Görevler:
a) Aziz Savvas hakkındaki metne göre şu soruları yanıtlayın:
(i) Aziz Savvas'ı ilk ziyaret eden zengin gencin adı neydi?
(ii) Aziz Savvas, çölün başka bir tarafına gitmeden önce orada toplanan keşişlere Başkeşiş olarak kimi bıraktı?
(iii) Aziz Savvas, çölde kaldığı uzun zamandan sonra hangi manastıra döndü?
b) Kayıtlarda "of the yellow" ifadesini içeren satırdan kayıtların sonuna kadar uzanan kısmı, o satır da dahil olmak üzere isteklerle birlikte yeniden yazın. Yanıtlardaki her x ve y koordinatını 2,45 ile çarpıp tam sayıya yuvarlayın (yarımlar yukarı), yalnızca bu kısmı verin.

Metin Alıntısı:
______________________________

Unutma ki ben Allah’ın yaratığıyım ve tıpkı O’nun gibiyim…
O
vakit aslan, sakin bir şekilde oradan ayrıldı. Ve Aziz Savvas’ı da hiç rahatsız
etmedi.
Eşkıyalar
hayran kalıyorlar
Fakat,
Aziz Savvas’ın büyük fazileti ve parlaklığı hiçbir yerde saklanmıyor. Oldukça
çok keşiş onun yeni kaldığı yeri ve mücadele verdiği mekânı öğrenirler ve sonra
da onun yanına koşarlar. İlk defa ve en iyisi olan Vasilios adında çok zengin
bir genç onu ziyaret etti. O, alçakgönüllülükle, mukayese kabul etmeyen Aziz
Savvas’ın emri altına girer.
Bir
gece, o çölün sessizliğinde eşkıyalar onları sardılar. Onlarda para olduğunu
sanıyorlardı. Onları tutup ararlar, fakat hiçbir şey bulamazlar. Yaptıkları
plânlarından ümitsizliğe düşmüş bir durumda, ama bu mübarek hayatları için
hayranlık dolu oldukları bir vazıyette, onları bıraktılar ve gittiler. Yolda,
onları vahşi canavarlar ve korkunç aslanlar sarmışlar. Onlarla hiçbir şekilde
baş edemiyorlardı. Şaşırıp ölümlerini beklemeye başlarlar. Ansızın Savvas’ın
ismini zikrederler. Aziz Savvas’ın dualarıyla bize zarar vermeyin derler. O
vakit aslanlar onlara karşı saldırmaktan vazgeçerler.
Eşkıyalar,
minnet ve hayranlık dolu bir durumda, yollarına devam etmeyerek, geri döndüler
ve başlarına geleni Aziz Savvas’a anlatırlar.
Aziz
Savvas’ın şöhreti bütün o civara yayılır. Ancak Aziz Savvas, adı hakkındaki
övgünün büyüdüğünü görünce, yine kendisini tecrit etti. Orada toplanan
keşişlere Başkeşiş olarak, Tarasios adında birini bıraktı. Aziz Savvas ise
çölün başka bir tarafına doğru hareket etti.
Her
zaman sakin biri
Aziz
Savvas, çölde kaldığı uzun zamandan sonra, yine Lavra Manastırı’na döndü. Bu
arada, bazı kötü ruhlu rahiplerin kendisine karşı olan kinin bittiğine inanıyordu.
Ancak burada yanlış yapmıştı. Orada kıskançlığı ve iftirayı yine buldu.

______________________________

Nokta tabanlı işaretleme verileri
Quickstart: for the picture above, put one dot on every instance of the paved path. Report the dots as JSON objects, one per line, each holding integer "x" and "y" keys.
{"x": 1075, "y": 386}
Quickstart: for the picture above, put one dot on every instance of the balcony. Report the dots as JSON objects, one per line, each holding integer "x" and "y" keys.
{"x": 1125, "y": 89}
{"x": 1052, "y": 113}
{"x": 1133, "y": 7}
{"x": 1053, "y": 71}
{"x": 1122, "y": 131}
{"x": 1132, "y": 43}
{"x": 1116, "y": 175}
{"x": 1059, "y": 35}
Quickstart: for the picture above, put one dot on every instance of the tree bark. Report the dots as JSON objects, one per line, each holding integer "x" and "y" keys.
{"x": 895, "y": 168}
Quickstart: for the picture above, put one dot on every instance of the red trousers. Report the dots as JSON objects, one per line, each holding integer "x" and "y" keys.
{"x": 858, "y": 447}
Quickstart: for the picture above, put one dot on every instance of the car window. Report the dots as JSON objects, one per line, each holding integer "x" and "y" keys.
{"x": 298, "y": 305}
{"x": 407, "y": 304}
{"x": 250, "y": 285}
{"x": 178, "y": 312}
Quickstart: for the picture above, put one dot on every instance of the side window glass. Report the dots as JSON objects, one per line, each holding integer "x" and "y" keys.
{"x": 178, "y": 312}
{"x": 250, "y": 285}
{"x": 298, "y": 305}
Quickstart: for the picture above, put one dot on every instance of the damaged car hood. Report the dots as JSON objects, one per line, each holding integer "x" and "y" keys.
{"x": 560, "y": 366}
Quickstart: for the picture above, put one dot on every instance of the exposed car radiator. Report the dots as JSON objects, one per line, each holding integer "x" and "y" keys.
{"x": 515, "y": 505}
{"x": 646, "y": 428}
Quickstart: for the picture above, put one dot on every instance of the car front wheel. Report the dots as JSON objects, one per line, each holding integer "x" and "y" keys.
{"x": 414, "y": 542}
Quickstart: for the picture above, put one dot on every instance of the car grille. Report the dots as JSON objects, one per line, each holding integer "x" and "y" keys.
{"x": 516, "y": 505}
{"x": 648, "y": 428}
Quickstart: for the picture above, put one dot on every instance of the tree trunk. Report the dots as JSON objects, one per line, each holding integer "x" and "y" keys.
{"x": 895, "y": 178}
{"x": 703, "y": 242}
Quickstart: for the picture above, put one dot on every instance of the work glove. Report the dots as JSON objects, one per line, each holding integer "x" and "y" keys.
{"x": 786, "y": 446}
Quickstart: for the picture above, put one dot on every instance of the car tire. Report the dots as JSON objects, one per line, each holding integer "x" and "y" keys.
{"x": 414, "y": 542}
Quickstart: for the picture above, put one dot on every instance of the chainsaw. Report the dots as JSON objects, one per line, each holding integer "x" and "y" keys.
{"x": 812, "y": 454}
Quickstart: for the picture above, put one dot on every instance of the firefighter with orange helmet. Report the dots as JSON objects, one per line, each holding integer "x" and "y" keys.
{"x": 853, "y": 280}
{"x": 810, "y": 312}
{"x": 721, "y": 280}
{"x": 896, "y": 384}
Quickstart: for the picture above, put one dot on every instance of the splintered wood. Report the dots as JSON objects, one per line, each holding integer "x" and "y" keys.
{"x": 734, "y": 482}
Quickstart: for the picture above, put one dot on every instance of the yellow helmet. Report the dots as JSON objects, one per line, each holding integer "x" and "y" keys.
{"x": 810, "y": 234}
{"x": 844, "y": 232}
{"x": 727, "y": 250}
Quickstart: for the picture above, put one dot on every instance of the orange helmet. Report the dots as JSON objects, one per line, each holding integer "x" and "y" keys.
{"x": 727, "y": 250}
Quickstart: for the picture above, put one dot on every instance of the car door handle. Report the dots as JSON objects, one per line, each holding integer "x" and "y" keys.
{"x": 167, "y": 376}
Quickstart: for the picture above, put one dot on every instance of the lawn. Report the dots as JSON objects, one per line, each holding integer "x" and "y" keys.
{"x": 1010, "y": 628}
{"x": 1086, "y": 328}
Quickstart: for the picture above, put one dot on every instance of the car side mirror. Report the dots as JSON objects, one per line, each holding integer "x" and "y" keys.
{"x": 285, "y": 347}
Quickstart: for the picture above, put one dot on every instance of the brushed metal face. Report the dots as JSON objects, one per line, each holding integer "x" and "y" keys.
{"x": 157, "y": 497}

______________________________

Çıktılar:
a)
(i) Vasilios
(ii) Tarasios
(iii) Lavra Manastırı

b)
Quickstart: for the picture above, put one dot on every instance of the yellow helmet. Report the dots as JSON objects, one per line, each holding integer "x" and "y" keys.
{"x": 1985, "y": 573}
{"x": 2068, "y": 568}
{"x": 1781, "y": 613}
Quickstart: for the picture above, put one dot on every instance of the orange helmet. Report the dots as JSON objects, one per line, each holding integer "x" and "y" keys.
{"x": 1781, "y": 613}
Quickstart: for the picture above, put one dot on every instance of the car door handle. Report the dots as JSON objects, one per line, each holding integer "x" and "y" keys.
{"x": 409, "y": 921}
Quickstart: for the picture above, put one dot on every instance of the lawn. Report the dots as JSON objects, one per line, each holding integer "x" and "y" keys.
{"x": 2475, "y": 1539}
{"x": 2661, "y": 804}
Quickstart: for the picture above, put one dot on every instance of the car side mirror. Report the dots as JSON objects, one per line, each holding integer "x" and "y" keys.
{"x": 698, "y": 850}
Quickstart: for the picture above, put one dot on every instance of the brushed metal face. Report the dots as JSON objects, one per line, each holding integer "x" and "y" keys.
{"x": 385, "y": 1218}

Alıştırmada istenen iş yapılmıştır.